● **WRITTEN TASK**: Please set out every line of the listing below as a JSON list of strings, one string per line, leaving out any blank lines.

● **DATASET ROWS**:
****************************************

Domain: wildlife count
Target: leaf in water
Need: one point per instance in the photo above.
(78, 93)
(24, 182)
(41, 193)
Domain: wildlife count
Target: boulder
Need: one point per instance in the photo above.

****************************************

● **EXERCISE SOLUTION**:
[
  "Domain: wildlife count",
  "Target: leaf in water",
  "Need: one point per instance in the photo above.",
  "(78, 93)",
  "(24, 182)",
  "(41, 193)",
  "Domain: wildlife count",
  "Target: boulder",
  "Need: one point per instance in the photo above."
]